**AIM OF THE TASK**
From the first record through the last, copy each one exactly.

______________________________

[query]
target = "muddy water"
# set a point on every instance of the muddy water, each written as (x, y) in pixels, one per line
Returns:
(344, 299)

______________________________

**RESULT**
[query]
target = "muddy water"
# set a point on every instance of the muddy water, each written as (x, y) in pixels, one per line
Returns:
(344, 299)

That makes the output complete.